▶ [Document text]:
[start]
- M-201 highlighted in red

Route information
- Maintained by MDOT
- Length: 1.467 mi (2.361 km)
- Existed: by April 15, 1949–present

Major junctions
- South end: M-22 in Northport
- North end: CR 640 north of Northport

Location
- Country: United States
- State: Michigan
- Counties: Leelanau

Highway system
- Michigan State Trunkline Highway System; Interstate; US; State; Byways;
| ← M-199 |  | → M-203 |

= M-201 (Michigan highway) =

State highway in Leelanau County, Michigan, United States

M-201 is a state trunkline highway in the US state of Michigan that serves as a spur route for the village of Northport near the northern tip of Leelanau County. The trunkline zig-zags through to provide a path through the village, connecting with the county road that provides access to Leelanau State Park. The highway was first shown on state maps in the late 1940s, and remains unchanged since.
[end]
▶ [Data records]:
[start]
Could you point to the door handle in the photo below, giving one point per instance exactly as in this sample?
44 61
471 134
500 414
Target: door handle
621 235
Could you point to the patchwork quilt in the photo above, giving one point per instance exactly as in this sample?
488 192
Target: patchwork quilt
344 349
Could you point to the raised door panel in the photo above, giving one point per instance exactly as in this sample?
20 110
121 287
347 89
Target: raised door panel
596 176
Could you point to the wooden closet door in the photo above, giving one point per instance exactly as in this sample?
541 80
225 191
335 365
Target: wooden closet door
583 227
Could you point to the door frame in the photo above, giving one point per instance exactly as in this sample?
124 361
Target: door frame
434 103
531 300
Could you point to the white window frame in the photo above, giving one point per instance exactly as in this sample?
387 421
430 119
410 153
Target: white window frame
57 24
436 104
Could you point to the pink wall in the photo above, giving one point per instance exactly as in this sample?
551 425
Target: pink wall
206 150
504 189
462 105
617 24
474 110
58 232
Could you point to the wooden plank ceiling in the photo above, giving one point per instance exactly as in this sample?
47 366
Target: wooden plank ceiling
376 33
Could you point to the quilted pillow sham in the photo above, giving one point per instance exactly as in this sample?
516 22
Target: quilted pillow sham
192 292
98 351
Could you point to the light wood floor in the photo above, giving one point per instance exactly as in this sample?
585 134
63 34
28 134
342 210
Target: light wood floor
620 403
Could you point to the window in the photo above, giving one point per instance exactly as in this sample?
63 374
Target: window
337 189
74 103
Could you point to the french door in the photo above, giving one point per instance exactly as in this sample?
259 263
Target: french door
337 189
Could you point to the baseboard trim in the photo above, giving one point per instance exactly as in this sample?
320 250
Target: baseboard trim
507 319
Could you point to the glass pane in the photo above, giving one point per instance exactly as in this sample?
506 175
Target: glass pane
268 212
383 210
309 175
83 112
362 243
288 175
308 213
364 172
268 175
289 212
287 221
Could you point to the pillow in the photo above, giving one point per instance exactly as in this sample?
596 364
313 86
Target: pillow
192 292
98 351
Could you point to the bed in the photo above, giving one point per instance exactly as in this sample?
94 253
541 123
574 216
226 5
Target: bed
[end]
▶ [What the task requires]: In the article on M-201, which county road does the highway meet at its north end?

▶ [Output for this task]: CR 640, north of Northport.